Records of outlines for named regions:
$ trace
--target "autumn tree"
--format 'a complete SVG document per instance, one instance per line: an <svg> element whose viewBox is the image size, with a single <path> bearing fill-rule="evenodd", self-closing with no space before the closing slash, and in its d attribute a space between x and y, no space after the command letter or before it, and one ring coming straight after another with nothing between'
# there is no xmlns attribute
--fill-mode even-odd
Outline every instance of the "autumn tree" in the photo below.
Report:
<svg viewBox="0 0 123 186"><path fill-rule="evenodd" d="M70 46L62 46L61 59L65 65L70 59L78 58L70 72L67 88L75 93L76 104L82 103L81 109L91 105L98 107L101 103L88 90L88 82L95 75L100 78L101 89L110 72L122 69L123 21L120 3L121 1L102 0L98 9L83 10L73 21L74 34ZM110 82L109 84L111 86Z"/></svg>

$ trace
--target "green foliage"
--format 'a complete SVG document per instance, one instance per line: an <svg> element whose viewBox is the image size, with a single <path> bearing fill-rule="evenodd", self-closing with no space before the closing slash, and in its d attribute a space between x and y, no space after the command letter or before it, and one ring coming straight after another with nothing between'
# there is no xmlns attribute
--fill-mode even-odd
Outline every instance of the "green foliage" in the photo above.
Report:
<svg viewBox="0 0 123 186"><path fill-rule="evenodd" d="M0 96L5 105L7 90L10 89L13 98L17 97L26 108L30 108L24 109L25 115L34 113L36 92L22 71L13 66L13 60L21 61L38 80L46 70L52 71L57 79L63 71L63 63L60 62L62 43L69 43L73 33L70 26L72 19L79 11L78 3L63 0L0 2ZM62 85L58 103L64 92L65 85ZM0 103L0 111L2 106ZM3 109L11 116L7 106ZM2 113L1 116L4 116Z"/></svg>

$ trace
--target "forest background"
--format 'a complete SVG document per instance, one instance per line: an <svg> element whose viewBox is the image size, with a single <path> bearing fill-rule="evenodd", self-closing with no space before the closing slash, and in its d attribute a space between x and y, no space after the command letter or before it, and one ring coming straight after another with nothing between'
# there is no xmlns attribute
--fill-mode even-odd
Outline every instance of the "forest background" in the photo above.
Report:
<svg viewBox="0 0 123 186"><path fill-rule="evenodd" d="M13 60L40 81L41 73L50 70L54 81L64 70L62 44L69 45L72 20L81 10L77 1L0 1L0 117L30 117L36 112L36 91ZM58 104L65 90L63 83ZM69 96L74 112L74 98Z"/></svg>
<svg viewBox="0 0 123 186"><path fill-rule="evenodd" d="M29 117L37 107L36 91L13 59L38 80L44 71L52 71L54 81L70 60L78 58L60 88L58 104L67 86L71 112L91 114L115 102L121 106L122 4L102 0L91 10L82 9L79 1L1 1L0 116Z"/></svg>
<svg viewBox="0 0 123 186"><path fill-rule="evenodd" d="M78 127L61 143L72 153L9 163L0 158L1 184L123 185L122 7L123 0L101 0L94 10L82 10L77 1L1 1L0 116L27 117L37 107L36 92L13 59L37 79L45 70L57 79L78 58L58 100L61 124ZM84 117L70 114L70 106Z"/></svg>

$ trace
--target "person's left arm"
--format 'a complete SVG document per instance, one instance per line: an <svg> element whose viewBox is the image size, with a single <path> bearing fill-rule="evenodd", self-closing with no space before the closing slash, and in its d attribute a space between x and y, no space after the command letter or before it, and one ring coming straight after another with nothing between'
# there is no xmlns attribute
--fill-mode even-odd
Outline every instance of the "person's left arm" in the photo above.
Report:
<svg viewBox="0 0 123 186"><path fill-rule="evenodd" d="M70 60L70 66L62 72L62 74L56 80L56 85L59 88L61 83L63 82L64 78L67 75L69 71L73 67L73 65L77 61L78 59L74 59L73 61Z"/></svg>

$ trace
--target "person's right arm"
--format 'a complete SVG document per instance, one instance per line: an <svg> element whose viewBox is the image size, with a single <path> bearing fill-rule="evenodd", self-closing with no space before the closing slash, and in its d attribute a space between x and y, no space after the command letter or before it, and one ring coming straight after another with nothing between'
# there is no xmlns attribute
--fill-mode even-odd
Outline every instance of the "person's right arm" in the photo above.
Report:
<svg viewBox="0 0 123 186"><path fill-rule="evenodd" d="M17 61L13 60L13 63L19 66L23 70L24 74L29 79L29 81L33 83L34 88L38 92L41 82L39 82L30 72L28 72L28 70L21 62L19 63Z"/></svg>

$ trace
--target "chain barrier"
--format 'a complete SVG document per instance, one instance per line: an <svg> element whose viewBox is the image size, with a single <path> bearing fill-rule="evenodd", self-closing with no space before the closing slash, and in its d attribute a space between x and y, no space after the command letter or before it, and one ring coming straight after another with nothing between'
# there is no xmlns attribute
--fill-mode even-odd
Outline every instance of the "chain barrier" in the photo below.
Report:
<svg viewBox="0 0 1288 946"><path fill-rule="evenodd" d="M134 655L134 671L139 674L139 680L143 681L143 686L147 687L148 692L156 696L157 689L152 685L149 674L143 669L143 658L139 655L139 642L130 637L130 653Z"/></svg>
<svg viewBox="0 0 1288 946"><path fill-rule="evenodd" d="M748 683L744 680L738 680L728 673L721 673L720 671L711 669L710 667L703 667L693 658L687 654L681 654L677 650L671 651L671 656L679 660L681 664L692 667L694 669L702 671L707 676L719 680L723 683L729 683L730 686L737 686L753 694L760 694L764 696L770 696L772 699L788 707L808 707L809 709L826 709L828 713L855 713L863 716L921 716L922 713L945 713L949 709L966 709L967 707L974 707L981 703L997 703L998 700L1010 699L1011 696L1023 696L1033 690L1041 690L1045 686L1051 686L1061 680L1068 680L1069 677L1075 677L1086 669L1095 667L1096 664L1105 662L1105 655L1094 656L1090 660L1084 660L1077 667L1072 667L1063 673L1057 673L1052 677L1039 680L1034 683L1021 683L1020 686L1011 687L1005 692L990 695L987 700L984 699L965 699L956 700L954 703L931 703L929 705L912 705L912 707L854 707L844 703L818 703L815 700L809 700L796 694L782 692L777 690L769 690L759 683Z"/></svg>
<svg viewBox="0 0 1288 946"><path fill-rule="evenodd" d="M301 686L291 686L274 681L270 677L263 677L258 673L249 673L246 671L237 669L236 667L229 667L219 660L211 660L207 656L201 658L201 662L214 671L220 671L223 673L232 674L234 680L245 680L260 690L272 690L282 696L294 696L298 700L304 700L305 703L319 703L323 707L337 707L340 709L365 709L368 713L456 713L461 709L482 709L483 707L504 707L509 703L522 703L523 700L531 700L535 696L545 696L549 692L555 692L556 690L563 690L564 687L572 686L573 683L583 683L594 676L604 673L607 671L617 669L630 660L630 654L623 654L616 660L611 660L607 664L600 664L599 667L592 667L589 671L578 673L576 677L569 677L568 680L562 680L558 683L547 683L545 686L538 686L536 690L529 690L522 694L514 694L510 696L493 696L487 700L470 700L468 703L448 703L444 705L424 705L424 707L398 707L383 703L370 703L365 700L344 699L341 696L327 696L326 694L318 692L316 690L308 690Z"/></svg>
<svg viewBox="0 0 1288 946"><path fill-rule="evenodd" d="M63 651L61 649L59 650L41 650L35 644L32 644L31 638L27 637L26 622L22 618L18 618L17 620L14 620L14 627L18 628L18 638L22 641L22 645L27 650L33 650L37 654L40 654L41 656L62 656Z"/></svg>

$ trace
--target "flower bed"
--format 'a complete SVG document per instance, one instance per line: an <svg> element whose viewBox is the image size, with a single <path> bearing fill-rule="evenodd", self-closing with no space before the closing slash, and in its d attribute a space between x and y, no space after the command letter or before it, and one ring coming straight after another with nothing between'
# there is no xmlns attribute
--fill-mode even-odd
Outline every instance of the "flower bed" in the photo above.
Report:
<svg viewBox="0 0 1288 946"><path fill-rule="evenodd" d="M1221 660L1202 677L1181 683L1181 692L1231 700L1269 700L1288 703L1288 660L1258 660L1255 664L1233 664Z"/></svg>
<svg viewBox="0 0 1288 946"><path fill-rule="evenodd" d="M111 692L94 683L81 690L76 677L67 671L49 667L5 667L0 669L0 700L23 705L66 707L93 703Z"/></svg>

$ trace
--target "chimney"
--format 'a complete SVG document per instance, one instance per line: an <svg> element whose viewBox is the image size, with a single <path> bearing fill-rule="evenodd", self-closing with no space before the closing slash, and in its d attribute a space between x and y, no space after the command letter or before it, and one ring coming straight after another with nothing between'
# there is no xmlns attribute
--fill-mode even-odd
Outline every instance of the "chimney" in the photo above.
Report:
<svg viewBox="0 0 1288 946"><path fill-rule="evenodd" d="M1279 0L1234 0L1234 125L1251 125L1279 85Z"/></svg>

Task description:
How many lines of the records above contain the word "background"? Give only the number.

Output below:
2